#### [WHAT YOU HAVE TO DO]
Reproduce the following items verbatim, omitting the pictures from your answer.

(Image object location items)
++++++++++

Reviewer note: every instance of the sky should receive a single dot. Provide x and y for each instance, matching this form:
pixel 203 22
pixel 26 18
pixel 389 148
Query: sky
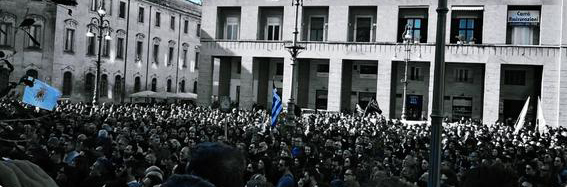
pixel 196 1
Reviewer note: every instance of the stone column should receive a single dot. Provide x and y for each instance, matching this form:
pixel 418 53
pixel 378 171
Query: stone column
pixel 335 83
pixel 491 106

++++++++++

#### [ANSWER FOR THE TASK]
Reviewer note: every instance of the sky should receive a single dot. Provide x and y for each instance, matching this form:
pixel 203 22
pixel 26 18
pixel 389 148
Query: sky
pixel 196 1
Reviewer note: every instance of the stone column should receive a single dot. Provide x and y for each instance, matching this form:
pixel 418 53
pixel 378 171
Query: stone column
pixel 335 83
pixel 491 106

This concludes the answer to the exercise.